#### EXCERPTED PASSAGE
.....

Though there is a dire need for greater access to culturally competent mental health care, Burd Sharps said, what makes most of these deaths immediately preventable is “ensuring that children can’t access firearms in the first place.”
Where does mental health fit into the picture?
Americans of all ages have been struggling more with mental health issues in recent years, and the stress of the coronavirus pandemic has exacerbated issues such as depression and opioid addiction.
Suicides in youth ages 10 to 19 have been going up since 2007, Woolf pointed out, a “reflection of a much larger mental health crisis,” as suicide deaths represent a relatively small number of those suffering emotionally.
The increase in youth deaths correlates with an overall increase in deaths in adults ages 25 to 64, which Woolf says has been happening since 2010.
Again, he added, “that’s not happening in other countries. But it’s happening here.”
Though we can’t isolate which of many potential factors are causing this mental health crisis, we can see the enormity of its effect.
Woolf thinks the data offers another reminder, to parents, families, schools and communities, to “give more attention to the mental health of our children… to be more tuned in to how our children are coping with these challenges.”
Our mental health care system, he says, was declining before the pandemic began and has taken a hit over the last several years. The situation is particularly dire in rural areas. A related problem, the opioid epidemic, is also causing huge numbers of American deaths, and ingestions of opioids such as fentanyl are responsible for many of the pediatric deaths categorized as poisonings.
Woolf also noted that politicians who are quick to blame an individual shooter’s mental illness for an incidence of violence often aren’t the ones asking for more spending on mental health care. “It’s a talking point but not necessarily a policy,” he said.
“Politicians often create this sort of false dichotomy,” he added. “It’s clearly both. I think the policy strategy has to be multifaceted.”
What policies could reverse this trend?
“There are some simple things that can be done to protect children from guns that I think most gun owners would find reasonable,” Woolf said.

.....

#### MATERIAL SHOWN
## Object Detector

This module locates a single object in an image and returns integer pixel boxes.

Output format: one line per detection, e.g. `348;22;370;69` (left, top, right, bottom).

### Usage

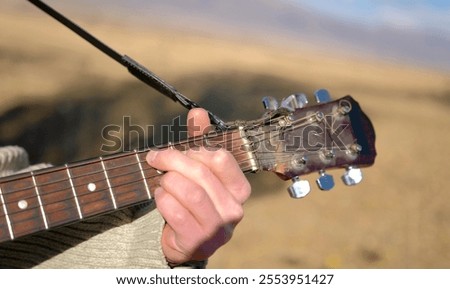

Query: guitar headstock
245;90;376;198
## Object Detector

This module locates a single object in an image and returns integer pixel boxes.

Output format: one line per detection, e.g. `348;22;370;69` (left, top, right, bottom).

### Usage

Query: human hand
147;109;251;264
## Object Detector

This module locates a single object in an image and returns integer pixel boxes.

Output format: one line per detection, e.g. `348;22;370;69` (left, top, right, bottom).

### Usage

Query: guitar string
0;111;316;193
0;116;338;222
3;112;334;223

.....

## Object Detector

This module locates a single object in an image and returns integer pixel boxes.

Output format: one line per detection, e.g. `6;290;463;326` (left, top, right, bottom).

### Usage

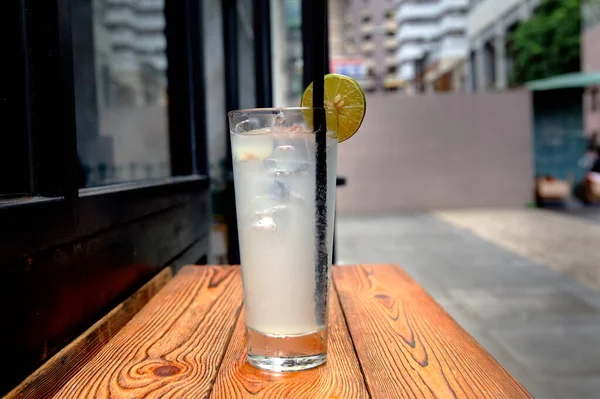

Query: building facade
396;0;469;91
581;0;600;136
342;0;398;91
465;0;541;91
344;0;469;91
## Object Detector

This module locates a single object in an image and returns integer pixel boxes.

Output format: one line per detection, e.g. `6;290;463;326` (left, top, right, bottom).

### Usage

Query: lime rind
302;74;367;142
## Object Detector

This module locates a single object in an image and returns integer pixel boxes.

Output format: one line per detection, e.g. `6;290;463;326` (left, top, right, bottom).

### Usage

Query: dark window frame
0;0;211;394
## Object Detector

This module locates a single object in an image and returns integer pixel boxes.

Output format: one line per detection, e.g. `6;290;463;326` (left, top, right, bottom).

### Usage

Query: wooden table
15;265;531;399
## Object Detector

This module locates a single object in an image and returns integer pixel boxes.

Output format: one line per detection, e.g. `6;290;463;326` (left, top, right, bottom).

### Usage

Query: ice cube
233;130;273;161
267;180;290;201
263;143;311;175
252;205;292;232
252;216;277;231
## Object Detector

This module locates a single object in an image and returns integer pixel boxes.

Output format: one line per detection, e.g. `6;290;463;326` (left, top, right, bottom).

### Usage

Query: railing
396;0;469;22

.....

#### REQUIREMENT
Can you summarize the excerpted passage on youth deaths and mental health in two sentences?

#### ANSWER SPACE
Americans' mental health struggles have worsened with the pandemic, and Woolf calls the rise in suicides among 10- to 19-year-olds since 2007 a reflection of a much larger mental health crisis, noting that the mental health care system was already declining and is in especially dire shape in rural areas. He faults politicians who blame shooters' mental illness without pushing for mental health spending, argues that the policy strategy has to be multifaceted, and says simple steps could protect children from guns in ways most gun owners would find reasonable.